[Excerpts of pointing data]
>> BEGIN

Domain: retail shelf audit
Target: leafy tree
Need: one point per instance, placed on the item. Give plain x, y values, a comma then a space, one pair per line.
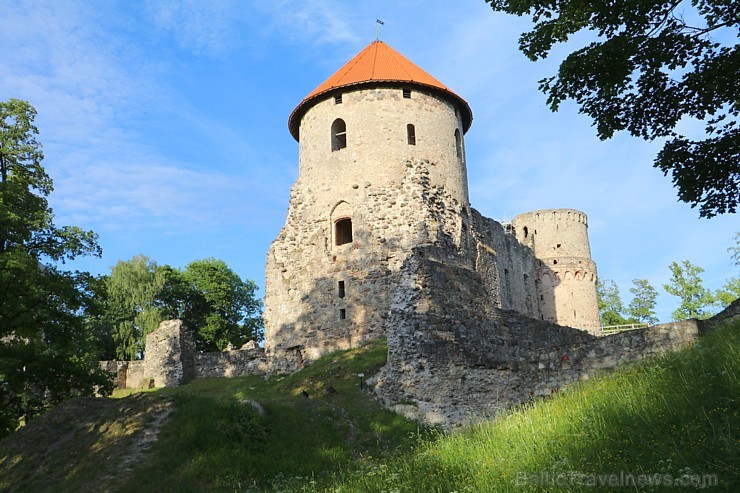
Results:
735, 250
642, 306
724, 296
688, 286
46, 353
217, 304
651, 64
133, 289
610, 303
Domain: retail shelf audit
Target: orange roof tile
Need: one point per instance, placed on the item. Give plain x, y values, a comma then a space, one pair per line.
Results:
378, 62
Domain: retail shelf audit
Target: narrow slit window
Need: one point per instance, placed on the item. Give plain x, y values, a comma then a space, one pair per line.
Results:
411, 134
343, 231
458, 143
340, 289
338, 135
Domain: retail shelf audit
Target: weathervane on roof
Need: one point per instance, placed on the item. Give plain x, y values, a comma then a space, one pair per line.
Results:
378, 22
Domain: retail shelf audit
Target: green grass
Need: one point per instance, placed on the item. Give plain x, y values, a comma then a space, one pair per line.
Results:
676, 415
216, 442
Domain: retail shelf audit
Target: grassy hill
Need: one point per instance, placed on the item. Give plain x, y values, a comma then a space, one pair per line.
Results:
674, 420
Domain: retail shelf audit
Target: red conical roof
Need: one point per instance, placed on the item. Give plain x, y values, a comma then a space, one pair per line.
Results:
378, 62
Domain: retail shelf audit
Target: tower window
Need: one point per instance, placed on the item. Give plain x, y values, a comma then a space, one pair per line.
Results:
338, 135
458, 143
411, 134
343, 231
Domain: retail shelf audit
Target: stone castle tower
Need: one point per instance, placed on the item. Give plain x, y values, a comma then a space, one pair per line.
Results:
565, 272
382, 186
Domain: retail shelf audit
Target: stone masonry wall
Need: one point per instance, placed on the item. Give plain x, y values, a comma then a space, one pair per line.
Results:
303, 303
171, 360
460, 358
170, 355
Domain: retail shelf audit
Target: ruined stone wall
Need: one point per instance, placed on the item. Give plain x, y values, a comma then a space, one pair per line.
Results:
377, 142
236, 363
170, 360
304, 303
461, 358
306, 315
170, 355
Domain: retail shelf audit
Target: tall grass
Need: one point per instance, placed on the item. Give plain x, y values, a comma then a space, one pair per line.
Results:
216, 440
670, 424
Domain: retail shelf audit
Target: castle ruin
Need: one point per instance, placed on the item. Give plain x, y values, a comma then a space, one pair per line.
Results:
382, 180
380, 241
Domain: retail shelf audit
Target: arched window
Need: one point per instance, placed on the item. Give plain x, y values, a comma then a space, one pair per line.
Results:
338, 135
458, 143
343, 231
411, 134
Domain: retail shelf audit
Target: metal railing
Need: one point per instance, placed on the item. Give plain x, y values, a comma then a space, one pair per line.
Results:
613, 329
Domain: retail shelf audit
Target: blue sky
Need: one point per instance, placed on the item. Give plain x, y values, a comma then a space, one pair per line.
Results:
164, 127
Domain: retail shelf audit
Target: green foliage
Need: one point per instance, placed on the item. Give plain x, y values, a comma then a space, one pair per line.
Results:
610, 303
213, 301
133, 288
642, 306
724, 296
673, 415
688, 286
46, 353
676, 415
735, 250
650, 65
223, 307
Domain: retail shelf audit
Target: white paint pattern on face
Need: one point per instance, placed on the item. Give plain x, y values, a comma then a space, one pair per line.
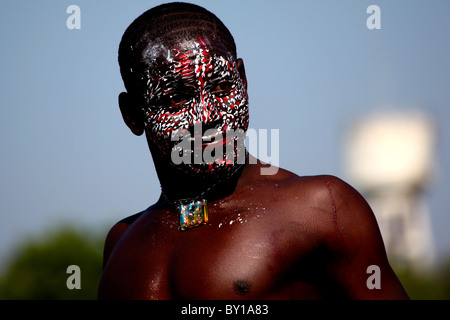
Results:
190, 88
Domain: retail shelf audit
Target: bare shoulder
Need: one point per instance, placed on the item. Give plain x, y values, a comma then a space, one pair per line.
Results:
346, 228
115, 234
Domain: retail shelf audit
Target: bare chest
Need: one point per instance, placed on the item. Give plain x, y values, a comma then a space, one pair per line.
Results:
243, 256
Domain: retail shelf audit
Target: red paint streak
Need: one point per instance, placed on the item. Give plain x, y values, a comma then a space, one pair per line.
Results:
333, 206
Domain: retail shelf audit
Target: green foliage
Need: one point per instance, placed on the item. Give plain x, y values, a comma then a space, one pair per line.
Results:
426, 285
38, 268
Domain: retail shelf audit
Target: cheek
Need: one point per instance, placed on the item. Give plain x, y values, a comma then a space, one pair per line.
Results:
234, 109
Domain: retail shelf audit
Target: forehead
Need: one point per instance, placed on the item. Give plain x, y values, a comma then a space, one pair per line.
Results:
159, 54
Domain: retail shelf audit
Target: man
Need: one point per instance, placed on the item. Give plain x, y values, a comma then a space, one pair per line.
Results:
221, 229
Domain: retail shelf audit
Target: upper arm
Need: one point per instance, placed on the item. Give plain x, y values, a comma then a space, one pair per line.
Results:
111, 239
355, 245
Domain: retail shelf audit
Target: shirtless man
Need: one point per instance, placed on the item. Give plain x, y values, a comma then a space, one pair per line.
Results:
276, 236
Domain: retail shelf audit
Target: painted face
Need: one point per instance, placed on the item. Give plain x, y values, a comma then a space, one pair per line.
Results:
200, 94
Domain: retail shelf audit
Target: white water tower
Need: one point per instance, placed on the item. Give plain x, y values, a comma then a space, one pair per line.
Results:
390, 159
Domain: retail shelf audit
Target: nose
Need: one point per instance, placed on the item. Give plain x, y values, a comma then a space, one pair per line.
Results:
206, 112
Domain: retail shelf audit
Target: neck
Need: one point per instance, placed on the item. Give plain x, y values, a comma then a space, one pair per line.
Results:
178, 185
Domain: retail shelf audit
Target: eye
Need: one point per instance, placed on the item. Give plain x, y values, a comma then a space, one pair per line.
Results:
222, 88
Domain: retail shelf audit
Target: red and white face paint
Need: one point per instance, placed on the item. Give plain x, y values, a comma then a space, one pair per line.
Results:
190, 88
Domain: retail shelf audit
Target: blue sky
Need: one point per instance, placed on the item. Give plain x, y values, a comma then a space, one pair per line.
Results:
313, 67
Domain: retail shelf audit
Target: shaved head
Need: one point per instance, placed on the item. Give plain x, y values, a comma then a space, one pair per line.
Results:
167, 26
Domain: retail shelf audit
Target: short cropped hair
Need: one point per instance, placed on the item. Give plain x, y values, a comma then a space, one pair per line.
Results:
169, 24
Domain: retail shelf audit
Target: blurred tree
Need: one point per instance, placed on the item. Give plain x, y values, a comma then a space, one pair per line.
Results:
38, 269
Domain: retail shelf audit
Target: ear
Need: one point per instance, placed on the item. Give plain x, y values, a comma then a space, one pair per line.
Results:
241, 70
131, 113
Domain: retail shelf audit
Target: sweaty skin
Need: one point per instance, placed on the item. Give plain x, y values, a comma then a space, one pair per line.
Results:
274, 237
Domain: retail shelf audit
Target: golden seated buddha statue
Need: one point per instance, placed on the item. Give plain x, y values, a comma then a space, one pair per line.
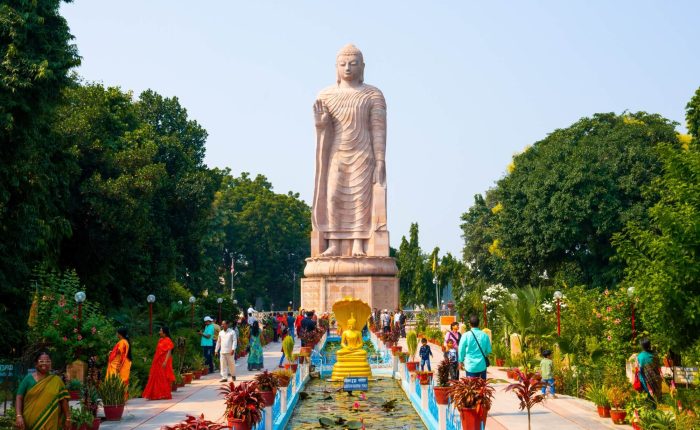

>> END

▶ _To do_: Which lines of the items above contain the word "tree"? Treat uppercase and lowercase as different, and copy each matching line in full.

▶ _Result for this task_:
Target: leafy tree
Target: blurred tree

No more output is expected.